▶ _What to work on_:
1) Return the AWS configuration excerpt from "Sure, here you" up to and including "side encryption (SSE-S3)".
2) In the AWS configuration excerpt, when should the jsonpath_assets setting be filled in, and with what? Answer in one to three sentences.

* begin Excerpt *

Sure, here you go. Thank you for taking a look.

aws:
  # Credentials can be hardcoded or set in environment variables
  access_key_id: HIDDEN
  secret_access_key:  HIDDEN
  s3:
    region: us-east-1
    buckets:
      assets: s3://snowplow-hosted-assets # DO NOT CHANGE unless you are hosting the jarfiles etc yourself in your own bucket
      jsonpath_assets: # If you have defined your own JSON Schemas, add the s3:// path to your own JSON Path files in your own bucket here
      log: s3://mys3snowplow-logs/emr
      encrypted: false # Whether the buckets below are enrcrypted using server side encryption (SSE-S3)

* end Excerpt *
* begin Material provided *

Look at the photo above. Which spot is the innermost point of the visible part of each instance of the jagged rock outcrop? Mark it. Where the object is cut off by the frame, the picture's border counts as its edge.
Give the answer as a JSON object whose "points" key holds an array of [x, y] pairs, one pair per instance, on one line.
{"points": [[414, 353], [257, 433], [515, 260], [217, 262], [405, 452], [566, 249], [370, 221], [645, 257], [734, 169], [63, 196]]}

* end Material provided *

▶ _The answers_:
1)
Sure, here you go. Thank you for taking a look.

aws:
  # Credentials can be hardcoded or set in environment variables
  access_key_id: HIDDEN
  secret_access_key:  HIDDEN
  s3:
    region: us-east-1
    buckets:
      assets: s3://snowplow-hosted-assets # DO NOT CHANGE unless you are hosting the jarfiles etc yourself in your own bucket
      jsonpath_assets: # If you have defined your own JSON Schemas, add the s3:// path to your own JSON Path files in your own bucket here
      log: s3://mys3snowplow-logs/emr
      encrypted: false # Whether the buckets below are enrcrypted using server side encryption (SSE-S3)

2) It should be filled in if you have defined your own JSON Schemas. In that case, it takes the s3:// path to your own JSON Path files in your own bucket.